**Формулировка задания 1**
Воспроизведите слово в слово участок записей от строки, содержащей «Reviewer note: verify that every instance of the stone», до строки, содержащей «<point>306,622</point>», включая обе эти строки.

**Фрагмент источника**
Не убийца, влюбленный в свинец,
А тщедушный, очкастый, зеленый
В сапогах и пилотке юнец.
Эй, на вышке! Мальчишка на вышке!
Как с тобою случилась беда?
Ты ж заглядывал в добрые книжки
Перед тем, как пригнали сюда.
Это ж дело хорошего вкуса:
Отвергать откровенное зло.
Слушай, парень, с какого ты курса?
Как на вышку тебя занесло?
Что это? Стихи об обманутом поколении? Страдание поэта и прозаика
Эммануила Казакевича, у которого лейтенант Огарков из повести "Двое в степи"
все подписал, не задумываясь? Даже смертный приговор самому себе...
Горькая тема поэта, выпавшая из его перебитых рук, подхвачена другим
поэтом... через двадцать лет.
Однако за двадцать тоталитарных лет много воды утекло. "Очкастый,
зеленый юнец" -- Огарков Даниэля -- несет службу своего конвойного
Джурабаева.
Вот где он оказался, честнейший Огарков, спустя четверть века
государственного ханжества. На вышке. Откуда можно безнаказанно пристрелить
любого.
"А если я на проволоку, -- с болью, снова и снова, "зажав зубами крик",
спрашивает его поэт. -- Если
Я на "запретку"? Если захочу,
Чтоб вы пропали, сгинули, исчезли?

**Формулировка задания 2**
Допишите продолжение приведенного выше отрывка о стихах про лейтенанта Огаркова, начав с того места, на котором он заканчивается.

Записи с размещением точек

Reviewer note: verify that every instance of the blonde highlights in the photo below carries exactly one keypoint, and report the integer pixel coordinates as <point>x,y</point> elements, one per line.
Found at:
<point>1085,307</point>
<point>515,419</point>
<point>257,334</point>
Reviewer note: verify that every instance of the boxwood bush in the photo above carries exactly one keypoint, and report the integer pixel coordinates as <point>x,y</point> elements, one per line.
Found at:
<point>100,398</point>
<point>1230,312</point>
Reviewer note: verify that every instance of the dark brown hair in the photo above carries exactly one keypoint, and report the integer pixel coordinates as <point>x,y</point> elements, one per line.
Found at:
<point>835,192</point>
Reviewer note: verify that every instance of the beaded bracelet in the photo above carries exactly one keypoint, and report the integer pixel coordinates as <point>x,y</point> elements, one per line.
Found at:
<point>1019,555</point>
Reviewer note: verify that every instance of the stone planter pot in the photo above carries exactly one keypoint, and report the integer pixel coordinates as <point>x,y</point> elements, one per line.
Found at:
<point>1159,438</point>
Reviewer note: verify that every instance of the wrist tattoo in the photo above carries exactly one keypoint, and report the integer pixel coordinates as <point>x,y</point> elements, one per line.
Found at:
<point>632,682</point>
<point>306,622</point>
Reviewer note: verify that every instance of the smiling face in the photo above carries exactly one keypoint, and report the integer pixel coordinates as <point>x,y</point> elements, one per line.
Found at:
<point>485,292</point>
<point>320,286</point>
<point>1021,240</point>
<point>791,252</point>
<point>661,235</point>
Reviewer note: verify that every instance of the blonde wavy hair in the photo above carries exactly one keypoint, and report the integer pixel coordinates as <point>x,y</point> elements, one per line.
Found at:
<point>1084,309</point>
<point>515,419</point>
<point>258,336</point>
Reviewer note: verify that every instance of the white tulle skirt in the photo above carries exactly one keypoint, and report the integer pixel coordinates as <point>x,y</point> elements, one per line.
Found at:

**Ответ на задание 1**
Reviewer note: verify that every instance of the stone planter pot in the photo above carries exactly one keypoint, and report the integer pixel coordinates as <point>x,y</point> elements, one per line.
Found at:
<point>1159,438</point>
Reviewer note: verify that every instance of the wrist tattoo in the photo above carries exactly one keypoint, and report the integer pixel coordinates as <point>x,y</point> elements, one per line.
Found at:
<point>632,682</point>
<point>306,622</point>

**Ответ на задание 2**
Тебе услуга будет по плечу?
Решайся, ну! Тебе ведь тоже тошно
В мордовской Богом проклятой дыре.
Ведь ты получишь отпуск -- это точно.
В Москву поедешь -- к маме и сестре.
. . . . . . . . . . . . . . . . . . . . . . . . . . . . . . . . . . . .
И ты не вспомнишь, как я вверх ногами
На проволоке нотою повис.
Крестьянина из глуши, едва научившегося писать, немудрено порой убедить
в чем угодно. Но куда и за кем пошли ребята, которые заглядывали в "добрые
книжки"?
Новая тема, опаснее гриба атомного разрыва, поднялась над Россией. За
кем пойдет поколение огарковых новых десятилетий? В кого будет стрелять?
Кого давить танками? Мир жаждет дружить с ними. А -- они? На вышке? На той
вышке, о которой так любил говорить в своих речах Фадеев. Мы "на вышке"...
На вышке истории, на вышке времени, на вышке единственного правильного
учения..." Неужели так они и будут смотреть на мир со своей вышки, сквозь
прорезь прицела?
Или куда хуже! Откроется цинизм, опустошенность оборотней, которые, от
скуки или тайной привязанности, мурлычут романсы добитых ими поэтов.
Не правнуки, не потомки --
Дождавшись сановного знака,
Сегодняшние подонки
Цитируют Пастернака...
Даниэля куда больше собственной судьбы, как видим, тревожит судьба
"мальчишки на вышке", принявшего свое палачество как неизбежное; мальчишки,
которого принуждают расстреливать мир, не верящий, что такое возможно...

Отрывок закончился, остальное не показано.